**WORK REQUIRED**
Count the lines below that contain the string "blonde" and reply with the number alone.

**MATERIAL SUPPLIED**
+ + + + +
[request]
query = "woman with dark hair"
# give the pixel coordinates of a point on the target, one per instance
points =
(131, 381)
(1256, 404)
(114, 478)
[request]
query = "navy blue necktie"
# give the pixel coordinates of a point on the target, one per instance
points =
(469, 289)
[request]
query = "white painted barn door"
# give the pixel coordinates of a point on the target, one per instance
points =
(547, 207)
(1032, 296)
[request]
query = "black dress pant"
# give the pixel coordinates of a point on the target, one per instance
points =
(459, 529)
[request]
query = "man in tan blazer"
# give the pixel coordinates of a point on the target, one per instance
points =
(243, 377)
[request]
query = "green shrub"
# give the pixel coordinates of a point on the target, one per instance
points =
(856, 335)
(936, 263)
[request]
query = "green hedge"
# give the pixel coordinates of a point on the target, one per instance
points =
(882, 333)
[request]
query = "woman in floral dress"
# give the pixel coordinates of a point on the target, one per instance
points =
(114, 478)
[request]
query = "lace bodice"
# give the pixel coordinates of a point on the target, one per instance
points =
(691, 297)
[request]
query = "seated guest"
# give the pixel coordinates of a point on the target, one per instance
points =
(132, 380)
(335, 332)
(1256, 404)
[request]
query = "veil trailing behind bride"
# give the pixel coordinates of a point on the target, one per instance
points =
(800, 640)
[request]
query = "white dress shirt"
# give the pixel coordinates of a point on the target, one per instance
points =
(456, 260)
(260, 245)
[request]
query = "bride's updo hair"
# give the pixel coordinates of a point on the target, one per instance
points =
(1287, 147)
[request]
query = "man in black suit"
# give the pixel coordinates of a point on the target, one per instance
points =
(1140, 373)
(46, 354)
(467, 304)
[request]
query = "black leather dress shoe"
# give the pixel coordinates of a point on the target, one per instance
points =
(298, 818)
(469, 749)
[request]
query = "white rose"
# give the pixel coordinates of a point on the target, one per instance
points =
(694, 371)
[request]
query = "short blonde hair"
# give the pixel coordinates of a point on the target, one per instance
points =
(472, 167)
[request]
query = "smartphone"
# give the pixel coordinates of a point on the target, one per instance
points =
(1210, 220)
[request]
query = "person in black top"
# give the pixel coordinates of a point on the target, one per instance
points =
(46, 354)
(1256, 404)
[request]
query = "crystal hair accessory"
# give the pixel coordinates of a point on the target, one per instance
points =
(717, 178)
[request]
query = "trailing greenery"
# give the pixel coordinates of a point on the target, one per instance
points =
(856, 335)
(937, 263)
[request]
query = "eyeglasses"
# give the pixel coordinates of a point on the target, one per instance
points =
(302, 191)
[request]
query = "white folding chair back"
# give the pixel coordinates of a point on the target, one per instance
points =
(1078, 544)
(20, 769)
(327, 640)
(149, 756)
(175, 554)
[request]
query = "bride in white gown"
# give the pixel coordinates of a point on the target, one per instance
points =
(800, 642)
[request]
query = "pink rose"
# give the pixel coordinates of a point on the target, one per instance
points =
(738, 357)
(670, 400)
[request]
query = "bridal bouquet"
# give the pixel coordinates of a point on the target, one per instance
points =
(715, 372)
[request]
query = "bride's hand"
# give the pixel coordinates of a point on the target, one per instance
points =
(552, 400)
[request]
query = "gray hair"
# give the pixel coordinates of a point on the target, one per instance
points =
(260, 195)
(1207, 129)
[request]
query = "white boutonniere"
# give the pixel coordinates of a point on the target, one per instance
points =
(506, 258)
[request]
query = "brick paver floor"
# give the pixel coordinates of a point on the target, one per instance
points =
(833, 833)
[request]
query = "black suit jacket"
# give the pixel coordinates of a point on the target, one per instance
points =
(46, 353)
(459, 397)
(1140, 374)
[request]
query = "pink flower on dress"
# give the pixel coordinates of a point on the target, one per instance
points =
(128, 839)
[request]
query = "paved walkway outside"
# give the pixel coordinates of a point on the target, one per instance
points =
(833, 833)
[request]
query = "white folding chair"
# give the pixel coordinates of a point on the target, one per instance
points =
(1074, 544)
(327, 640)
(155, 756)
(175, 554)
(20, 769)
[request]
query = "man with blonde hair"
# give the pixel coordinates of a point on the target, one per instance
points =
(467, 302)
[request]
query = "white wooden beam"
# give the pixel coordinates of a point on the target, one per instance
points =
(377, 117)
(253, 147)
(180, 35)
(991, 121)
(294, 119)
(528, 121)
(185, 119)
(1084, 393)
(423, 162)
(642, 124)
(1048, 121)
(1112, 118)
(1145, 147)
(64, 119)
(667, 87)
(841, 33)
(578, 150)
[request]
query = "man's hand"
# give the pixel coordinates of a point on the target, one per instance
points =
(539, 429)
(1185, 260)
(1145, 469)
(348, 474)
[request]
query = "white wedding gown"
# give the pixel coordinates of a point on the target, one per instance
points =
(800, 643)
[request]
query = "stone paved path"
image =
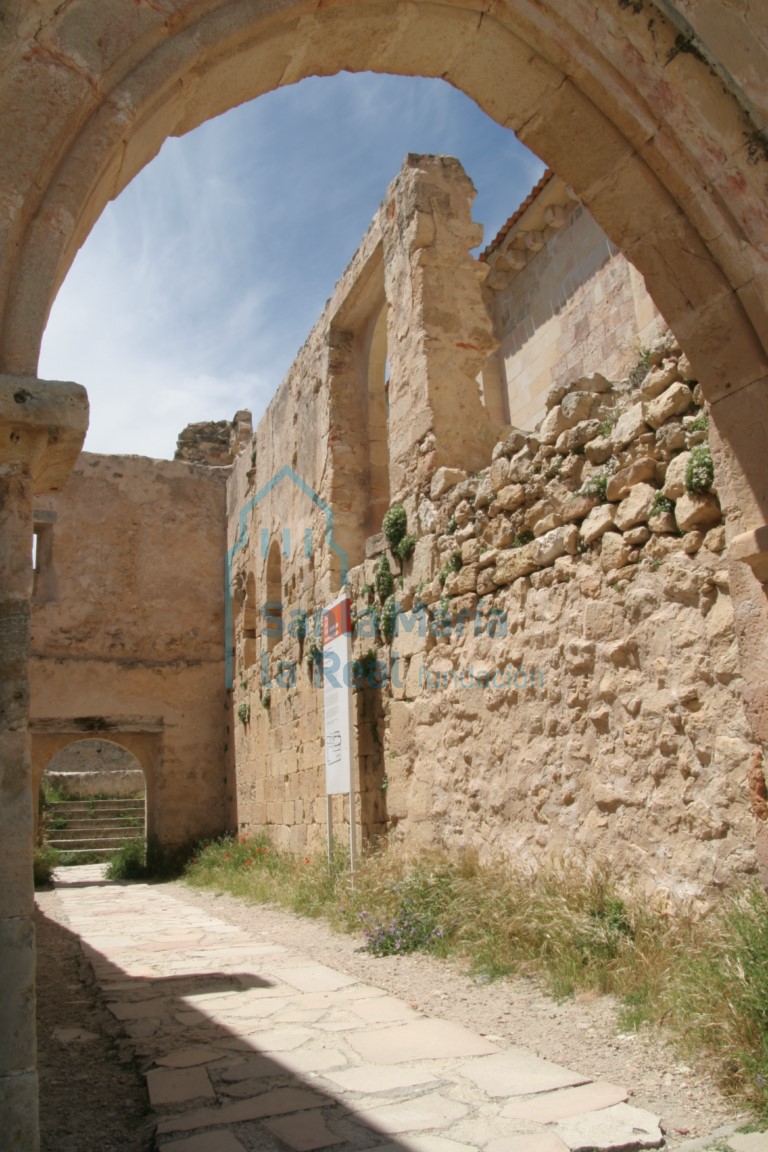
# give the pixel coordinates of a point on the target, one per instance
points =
(249, 1045)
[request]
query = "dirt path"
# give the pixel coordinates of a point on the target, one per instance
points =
(579, 1033)
(92, 1096)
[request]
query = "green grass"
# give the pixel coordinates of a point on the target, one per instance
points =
(573, 927)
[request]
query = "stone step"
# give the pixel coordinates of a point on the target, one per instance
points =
(71, 843)
(129, 804)
(101, 825)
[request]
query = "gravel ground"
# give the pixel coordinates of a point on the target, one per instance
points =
(93, 1098)
(580, 1033)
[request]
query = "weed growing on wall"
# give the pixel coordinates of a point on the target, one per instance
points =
(394, 525)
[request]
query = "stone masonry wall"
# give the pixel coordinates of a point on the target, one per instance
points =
(135, 633)
(577, 307)
(563, 676)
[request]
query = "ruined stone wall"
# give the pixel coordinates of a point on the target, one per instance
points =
(337, 444)
(575, 307)
(563, 676)
(135, 631)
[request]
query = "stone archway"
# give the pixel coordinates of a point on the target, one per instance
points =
(143, 740)
(646, 120)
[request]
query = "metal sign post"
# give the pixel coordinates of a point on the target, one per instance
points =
(337, 700)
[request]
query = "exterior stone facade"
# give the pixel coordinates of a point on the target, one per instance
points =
(658, 123)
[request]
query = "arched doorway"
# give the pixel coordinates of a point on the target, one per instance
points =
(92, 801)
(623, 100)
(132, 752)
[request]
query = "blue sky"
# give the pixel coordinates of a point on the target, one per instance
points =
(198, 286)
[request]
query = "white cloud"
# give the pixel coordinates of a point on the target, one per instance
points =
(198, 286)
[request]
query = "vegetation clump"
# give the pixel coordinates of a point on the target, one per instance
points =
(394, 525)
(597, 486)
(383, 580)
(700, 469)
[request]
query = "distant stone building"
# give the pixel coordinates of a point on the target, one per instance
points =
(556, 641)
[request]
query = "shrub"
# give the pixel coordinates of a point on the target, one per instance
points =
(129, 862)
(661, 503)
(383, 580)
(387, 619)
(598, 484)
(394, 525)
(44, 861)
(404, 550)
(700, 469)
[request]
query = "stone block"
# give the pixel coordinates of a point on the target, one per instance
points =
(630, 425)
(553, 424)
(625, 478)
(614, 552)
(674, 402)
(675, 478)
(511, 563)
(618, 1127)
(697, 509)
(555, 544)
(670, 438)
(599, 521)
(18, 1109)
(445, 479)
(636, 507)
(576, 407)
(580, 434)
(595, 383)
(17, 1000)
(577, 508)
(511, 497)
(599, 451)
(518, 1071)
(659, 379)
(499, 474)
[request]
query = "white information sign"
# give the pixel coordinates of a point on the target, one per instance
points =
(337, 696)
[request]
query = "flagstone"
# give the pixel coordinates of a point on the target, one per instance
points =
(304, 1131)
(518, 1071)
(206, 1142)
(279, 1039)
(377, 1078)
(188, 1058)
(571, 1101)
(620, 1127)
(423, 1039)
(383, 1010)
(174, 1085)
(268, 1104)
(426, 1144)
(428, 1111)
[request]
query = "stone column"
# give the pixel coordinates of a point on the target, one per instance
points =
(42, 431)
(440, 334)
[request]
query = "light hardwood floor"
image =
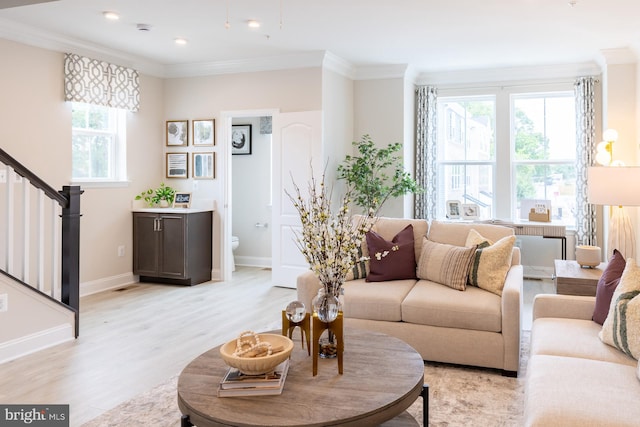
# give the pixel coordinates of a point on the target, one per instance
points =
(135, 338)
+ + + + +
**WRITTEN REPLY**
2